What this task involves: Transcribe each line of the records below without changing anything.
##### Stored records #####
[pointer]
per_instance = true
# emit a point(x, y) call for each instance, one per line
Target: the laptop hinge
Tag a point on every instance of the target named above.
#####
Solution to this exercise:
[pointer]
per_instance = true
# emit a point(x, y) call for each instance, one per line
Target: the laptop hinge
Tag a point on every instance of the target named above.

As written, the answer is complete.